▶ **WHAT IS BEING ASKED**
Return, without any change, the lines below from the one containing "instance of the sky" through the final line, including both of those.

▶ **PROVIDED RECORDS**

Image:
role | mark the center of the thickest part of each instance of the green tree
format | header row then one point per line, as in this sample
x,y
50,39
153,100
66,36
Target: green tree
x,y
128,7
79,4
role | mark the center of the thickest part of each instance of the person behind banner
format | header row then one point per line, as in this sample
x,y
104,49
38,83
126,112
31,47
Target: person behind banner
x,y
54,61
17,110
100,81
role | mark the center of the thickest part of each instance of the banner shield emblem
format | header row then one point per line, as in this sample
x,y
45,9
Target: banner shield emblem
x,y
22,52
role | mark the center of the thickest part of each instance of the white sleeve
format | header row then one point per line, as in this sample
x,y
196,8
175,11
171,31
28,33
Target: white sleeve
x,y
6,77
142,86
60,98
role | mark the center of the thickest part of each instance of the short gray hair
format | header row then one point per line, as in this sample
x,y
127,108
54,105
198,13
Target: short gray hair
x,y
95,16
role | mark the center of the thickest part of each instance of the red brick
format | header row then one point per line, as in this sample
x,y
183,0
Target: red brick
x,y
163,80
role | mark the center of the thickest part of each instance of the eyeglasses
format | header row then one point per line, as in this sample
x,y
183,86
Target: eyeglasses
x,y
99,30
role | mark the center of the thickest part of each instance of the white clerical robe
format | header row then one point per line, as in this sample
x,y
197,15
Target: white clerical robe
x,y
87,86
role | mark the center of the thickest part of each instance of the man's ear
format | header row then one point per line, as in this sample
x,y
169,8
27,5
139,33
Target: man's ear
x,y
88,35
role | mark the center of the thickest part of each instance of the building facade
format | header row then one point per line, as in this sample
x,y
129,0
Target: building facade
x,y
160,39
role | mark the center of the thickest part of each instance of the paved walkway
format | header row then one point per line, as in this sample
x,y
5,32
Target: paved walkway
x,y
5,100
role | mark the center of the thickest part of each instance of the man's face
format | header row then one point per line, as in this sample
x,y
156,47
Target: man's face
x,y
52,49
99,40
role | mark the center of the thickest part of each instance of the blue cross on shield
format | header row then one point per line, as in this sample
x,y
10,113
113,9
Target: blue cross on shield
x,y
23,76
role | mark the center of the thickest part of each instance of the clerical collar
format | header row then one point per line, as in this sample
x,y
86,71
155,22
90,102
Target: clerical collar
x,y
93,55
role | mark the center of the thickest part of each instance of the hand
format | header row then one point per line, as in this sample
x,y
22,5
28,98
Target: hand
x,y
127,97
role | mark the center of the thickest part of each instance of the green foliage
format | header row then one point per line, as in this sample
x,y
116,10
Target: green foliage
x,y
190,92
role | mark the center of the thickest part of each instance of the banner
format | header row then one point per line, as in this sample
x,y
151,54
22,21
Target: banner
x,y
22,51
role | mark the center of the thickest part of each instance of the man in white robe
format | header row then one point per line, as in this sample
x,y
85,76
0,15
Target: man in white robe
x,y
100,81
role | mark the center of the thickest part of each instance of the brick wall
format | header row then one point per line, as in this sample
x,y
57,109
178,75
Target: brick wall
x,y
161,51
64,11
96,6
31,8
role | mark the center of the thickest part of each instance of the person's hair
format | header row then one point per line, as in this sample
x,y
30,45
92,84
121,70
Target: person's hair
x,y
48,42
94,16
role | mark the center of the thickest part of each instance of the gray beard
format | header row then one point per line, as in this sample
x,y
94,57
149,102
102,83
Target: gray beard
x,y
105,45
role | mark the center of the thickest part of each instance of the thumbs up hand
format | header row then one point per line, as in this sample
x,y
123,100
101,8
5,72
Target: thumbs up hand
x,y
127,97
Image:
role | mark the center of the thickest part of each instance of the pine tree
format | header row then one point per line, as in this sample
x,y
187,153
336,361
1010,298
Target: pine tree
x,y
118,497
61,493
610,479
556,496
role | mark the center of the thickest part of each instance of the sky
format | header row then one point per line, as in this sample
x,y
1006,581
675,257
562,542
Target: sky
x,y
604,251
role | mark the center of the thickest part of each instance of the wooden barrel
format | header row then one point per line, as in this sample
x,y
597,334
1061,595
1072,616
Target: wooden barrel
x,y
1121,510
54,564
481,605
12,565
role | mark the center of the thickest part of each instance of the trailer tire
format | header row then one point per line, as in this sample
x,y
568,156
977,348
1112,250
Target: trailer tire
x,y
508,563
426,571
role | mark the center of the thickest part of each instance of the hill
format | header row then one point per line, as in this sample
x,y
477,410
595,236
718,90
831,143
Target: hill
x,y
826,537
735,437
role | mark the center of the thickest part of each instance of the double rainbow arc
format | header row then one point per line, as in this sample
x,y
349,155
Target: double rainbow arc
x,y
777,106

▶ **REPLY TO THE TASK**
role | mark the center of the thickest part of each instance of the sky
format | header row then one point per line, as in this sample
x,y
1006,581
675,257
562,542
Target: sky
x,y
604,251
role | mark the center of the thickest part of each instance of the wooden barrel
format | header row then one point per line, as in this sample
x,y
597,334
1061,595
1072,616
Target: wooden barrel
x,y
1121,510
54,564
481,605
12,565
role | mark the center of the thickest part of each instance of the trailer tire
format | header row then one point per line, as in this sample
x,y
568,156
977,348
1112,250
Target: trailer tire
x,y
508,563
426,571
role | mark the center of the thickest part of each instance of the hill
format | header row then one point per line, as in this sample
x,y
477,410
595,236
718,90
831,143
Target: hill
x,y
826,537
735,437
role | mark the center of the thickest part of each instance of the double rainbow arc
format | header row then one point per line, as in this sample
x,y
349,155
Target: double rainbow arc
x,y
777,106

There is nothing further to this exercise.